What needs to be done
Range to output from the entries below: the line containing "Box each rear" through the line containing "Box each yellow stripe". Set it down exactly, ends included, nothing else.

[Entries supplied — start]

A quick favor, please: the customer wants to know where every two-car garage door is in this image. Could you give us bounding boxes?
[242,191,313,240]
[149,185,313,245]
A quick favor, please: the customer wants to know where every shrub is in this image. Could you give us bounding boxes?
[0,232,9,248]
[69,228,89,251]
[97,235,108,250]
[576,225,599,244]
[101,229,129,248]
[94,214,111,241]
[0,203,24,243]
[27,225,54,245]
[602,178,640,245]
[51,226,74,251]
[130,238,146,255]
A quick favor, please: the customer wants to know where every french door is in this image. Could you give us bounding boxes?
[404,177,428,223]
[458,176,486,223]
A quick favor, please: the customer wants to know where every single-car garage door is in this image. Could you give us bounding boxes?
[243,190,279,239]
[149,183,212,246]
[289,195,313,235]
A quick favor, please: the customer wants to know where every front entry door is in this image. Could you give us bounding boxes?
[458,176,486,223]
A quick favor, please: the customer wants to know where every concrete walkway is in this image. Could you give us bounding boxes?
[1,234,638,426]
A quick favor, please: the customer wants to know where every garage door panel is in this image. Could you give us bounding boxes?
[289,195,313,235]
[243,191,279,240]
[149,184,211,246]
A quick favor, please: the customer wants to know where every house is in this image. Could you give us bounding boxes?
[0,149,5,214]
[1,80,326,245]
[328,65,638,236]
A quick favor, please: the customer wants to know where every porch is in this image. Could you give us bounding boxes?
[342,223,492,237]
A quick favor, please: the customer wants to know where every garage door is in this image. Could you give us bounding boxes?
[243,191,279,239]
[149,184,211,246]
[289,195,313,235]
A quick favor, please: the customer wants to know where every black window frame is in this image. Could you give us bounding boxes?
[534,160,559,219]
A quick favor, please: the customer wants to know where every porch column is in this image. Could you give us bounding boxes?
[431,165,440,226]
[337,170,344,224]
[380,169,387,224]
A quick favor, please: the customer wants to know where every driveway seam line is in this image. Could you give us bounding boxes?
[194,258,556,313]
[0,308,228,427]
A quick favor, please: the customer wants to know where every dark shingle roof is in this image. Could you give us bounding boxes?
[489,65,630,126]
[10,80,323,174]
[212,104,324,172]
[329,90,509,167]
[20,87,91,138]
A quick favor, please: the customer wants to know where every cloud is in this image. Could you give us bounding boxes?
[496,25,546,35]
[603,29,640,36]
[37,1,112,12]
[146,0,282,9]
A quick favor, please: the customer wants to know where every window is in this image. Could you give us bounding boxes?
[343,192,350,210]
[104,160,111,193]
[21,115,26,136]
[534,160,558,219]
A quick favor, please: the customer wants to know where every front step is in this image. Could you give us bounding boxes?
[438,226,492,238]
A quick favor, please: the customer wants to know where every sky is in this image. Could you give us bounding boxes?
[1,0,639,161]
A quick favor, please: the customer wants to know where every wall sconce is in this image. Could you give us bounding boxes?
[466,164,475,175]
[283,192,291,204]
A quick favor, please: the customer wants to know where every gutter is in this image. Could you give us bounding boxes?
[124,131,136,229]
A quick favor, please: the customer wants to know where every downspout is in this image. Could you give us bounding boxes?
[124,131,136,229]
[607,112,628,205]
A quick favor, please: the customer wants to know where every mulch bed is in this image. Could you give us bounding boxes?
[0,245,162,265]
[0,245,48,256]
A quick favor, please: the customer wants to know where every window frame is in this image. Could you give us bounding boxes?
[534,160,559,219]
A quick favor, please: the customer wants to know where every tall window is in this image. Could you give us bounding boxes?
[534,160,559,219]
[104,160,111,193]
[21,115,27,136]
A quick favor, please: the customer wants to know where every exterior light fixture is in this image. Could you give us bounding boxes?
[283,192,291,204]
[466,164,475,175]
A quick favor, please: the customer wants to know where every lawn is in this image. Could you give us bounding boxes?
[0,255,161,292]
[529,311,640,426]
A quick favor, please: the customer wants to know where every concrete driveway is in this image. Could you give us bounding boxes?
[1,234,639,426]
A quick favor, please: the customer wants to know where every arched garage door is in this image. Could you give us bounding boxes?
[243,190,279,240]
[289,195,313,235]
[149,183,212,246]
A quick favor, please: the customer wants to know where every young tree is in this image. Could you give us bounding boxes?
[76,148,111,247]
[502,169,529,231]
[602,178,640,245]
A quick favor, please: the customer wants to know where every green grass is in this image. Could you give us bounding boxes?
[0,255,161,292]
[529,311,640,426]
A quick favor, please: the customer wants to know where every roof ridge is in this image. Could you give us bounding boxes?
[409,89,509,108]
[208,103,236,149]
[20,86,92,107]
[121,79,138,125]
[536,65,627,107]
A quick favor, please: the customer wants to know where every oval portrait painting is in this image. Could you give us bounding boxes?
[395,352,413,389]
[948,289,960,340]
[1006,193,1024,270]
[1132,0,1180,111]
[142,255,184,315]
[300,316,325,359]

[Entries supplied — finish]
[Entries supplied — start]

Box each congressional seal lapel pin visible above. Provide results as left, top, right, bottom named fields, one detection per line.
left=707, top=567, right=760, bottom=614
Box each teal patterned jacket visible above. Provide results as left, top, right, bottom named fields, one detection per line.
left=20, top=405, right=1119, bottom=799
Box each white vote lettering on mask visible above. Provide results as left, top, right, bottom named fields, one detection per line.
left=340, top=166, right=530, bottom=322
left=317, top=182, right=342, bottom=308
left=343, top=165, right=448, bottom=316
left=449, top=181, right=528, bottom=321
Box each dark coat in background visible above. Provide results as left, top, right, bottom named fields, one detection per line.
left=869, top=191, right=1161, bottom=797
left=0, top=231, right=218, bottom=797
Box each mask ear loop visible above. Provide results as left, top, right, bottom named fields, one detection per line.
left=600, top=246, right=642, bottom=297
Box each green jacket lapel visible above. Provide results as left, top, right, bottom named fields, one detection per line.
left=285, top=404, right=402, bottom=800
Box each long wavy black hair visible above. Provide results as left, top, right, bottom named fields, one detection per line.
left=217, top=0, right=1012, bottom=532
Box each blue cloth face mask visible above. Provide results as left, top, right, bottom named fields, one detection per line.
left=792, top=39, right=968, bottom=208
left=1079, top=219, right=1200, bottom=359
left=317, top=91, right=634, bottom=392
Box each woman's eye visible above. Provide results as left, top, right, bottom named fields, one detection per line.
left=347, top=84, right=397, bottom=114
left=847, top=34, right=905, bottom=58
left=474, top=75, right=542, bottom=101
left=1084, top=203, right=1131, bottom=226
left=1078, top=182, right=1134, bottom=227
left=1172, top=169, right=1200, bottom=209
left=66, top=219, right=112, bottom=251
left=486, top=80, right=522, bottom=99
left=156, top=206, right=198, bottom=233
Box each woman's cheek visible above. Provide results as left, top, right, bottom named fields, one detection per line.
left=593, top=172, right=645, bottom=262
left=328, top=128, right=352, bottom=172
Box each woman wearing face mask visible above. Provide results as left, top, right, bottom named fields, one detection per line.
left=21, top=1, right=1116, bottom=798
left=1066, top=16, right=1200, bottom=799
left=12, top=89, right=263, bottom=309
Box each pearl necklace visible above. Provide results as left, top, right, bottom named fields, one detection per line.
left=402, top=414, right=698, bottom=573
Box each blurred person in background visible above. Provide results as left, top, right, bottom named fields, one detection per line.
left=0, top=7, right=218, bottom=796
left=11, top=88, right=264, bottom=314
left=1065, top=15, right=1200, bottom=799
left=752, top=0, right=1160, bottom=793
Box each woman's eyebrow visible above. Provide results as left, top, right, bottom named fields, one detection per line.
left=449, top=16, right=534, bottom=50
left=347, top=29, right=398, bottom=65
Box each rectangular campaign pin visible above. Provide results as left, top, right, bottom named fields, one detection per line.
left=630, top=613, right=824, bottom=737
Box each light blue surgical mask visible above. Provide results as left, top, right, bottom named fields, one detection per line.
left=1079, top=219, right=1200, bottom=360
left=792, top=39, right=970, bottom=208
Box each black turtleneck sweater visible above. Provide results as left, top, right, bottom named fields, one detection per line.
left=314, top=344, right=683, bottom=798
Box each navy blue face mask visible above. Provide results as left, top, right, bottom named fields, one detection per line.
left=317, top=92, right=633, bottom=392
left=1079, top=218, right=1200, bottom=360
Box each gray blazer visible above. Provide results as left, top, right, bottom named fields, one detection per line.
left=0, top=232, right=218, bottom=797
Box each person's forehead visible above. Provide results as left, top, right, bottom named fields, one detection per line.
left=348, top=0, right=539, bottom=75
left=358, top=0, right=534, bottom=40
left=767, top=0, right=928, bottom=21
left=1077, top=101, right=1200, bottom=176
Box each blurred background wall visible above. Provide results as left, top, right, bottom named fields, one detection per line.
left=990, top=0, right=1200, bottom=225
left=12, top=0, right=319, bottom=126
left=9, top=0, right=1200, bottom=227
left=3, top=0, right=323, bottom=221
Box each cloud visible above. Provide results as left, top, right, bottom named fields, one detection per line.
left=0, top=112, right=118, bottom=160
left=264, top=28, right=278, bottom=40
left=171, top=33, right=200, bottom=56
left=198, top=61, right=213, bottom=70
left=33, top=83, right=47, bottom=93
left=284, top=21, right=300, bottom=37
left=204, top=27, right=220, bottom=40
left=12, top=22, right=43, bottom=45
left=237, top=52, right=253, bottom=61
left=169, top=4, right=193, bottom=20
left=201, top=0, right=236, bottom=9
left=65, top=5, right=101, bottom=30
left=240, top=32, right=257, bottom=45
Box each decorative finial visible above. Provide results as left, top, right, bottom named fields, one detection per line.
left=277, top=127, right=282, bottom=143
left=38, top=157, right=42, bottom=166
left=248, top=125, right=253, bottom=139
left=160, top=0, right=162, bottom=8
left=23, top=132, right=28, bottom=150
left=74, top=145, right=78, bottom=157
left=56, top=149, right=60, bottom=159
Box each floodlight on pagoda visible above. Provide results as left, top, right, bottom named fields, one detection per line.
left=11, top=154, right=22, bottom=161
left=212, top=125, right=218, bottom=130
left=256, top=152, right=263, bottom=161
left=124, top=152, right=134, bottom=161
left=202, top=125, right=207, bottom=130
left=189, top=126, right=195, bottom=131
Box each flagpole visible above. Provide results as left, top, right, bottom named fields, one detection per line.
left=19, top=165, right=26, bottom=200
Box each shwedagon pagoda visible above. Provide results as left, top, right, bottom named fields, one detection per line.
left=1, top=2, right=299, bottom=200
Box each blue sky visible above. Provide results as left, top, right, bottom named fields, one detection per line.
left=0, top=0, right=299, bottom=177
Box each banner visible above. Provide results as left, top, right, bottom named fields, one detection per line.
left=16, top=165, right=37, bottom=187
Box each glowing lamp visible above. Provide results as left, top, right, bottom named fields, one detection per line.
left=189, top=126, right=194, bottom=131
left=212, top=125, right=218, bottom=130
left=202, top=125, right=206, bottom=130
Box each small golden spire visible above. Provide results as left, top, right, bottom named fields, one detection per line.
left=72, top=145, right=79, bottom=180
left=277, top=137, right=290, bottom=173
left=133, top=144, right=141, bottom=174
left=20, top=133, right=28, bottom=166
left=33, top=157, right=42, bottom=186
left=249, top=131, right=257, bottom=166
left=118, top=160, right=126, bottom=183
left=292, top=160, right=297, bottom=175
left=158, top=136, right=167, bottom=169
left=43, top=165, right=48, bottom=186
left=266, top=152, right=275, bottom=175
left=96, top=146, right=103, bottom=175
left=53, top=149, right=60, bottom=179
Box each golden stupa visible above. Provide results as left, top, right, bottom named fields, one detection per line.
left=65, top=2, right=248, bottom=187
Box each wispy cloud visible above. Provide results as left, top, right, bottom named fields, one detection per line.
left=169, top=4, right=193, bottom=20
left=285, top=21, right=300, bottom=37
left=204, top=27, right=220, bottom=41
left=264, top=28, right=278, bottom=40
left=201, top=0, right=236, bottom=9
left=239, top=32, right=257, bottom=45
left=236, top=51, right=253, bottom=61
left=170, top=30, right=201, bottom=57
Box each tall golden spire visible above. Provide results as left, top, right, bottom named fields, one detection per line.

[Entries supplied — finish]
[Entries supplied — start]

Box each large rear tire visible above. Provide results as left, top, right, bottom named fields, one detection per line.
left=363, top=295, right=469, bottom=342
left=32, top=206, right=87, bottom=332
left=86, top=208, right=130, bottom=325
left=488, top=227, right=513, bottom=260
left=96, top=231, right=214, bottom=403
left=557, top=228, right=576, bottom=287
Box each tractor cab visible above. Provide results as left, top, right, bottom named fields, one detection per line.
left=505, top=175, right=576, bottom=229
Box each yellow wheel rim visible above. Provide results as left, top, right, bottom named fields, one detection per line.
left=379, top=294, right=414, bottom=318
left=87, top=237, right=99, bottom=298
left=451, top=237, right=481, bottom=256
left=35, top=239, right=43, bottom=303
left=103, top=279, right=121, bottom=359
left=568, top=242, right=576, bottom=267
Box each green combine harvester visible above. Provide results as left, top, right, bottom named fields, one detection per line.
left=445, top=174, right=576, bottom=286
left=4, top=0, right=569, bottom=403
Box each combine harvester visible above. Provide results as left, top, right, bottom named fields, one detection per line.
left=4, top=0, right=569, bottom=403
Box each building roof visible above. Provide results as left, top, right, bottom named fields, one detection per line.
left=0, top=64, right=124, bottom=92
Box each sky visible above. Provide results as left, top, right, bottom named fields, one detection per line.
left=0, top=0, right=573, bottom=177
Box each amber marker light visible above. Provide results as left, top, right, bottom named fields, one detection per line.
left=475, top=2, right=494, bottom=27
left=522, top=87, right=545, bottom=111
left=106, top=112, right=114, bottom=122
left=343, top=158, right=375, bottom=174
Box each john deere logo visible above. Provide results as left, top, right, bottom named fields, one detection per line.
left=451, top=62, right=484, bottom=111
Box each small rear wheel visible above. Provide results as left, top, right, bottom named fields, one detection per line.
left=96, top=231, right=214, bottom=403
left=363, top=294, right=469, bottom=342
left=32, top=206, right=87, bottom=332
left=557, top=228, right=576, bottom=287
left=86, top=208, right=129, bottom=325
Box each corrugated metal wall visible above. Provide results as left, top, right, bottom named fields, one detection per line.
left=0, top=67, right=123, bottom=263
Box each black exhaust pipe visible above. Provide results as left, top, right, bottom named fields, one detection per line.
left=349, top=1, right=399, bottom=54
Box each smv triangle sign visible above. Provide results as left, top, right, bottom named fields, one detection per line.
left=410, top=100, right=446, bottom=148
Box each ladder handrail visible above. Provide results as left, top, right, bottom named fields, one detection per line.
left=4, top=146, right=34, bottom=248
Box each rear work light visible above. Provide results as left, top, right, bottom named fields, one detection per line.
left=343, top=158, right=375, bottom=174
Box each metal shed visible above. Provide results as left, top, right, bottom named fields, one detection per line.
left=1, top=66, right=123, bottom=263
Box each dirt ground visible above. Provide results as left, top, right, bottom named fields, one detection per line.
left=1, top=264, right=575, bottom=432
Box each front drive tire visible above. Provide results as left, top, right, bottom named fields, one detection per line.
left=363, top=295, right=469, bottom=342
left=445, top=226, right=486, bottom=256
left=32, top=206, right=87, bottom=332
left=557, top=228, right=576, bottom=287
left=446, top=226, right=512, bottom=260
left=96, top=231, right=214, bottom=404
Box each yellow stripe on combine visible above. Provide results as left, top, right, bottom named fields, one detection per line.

[Entries supplied — finish]

Result for this exercise
Box each rear work light visible above. Provide results as left, top, right, bottom named fields, one detection per line.
left=343, top=158, right=375, bottom=174
Box each metal shed visible above. Provide results as left, top, right, bottom named fields, one detection per line.
left=1, top=66, right=123, bottom=263
Box each dirt ground visible above. Provide results as left, top, right, bottom named fields, one detection per line.
left=1, top=264, right=575, bottom=432
Box each front drive tire visible above. Provide results as left, top, right, bottom named fields, one detection per line.
left=363, top=295, right=469, bottom=342
left=445, top=226, right=486, bottom=256
left=32, top=206, right=87, bottom=332
left=557, top=228, right=576, bottom=287
left=446, top=226, right=512, bottom=260
left=96, top=231, right=214, bottom=404
Box each yellow stripe on combine visible above. Provide results as left, top, right, bottom named fields, one detection per line.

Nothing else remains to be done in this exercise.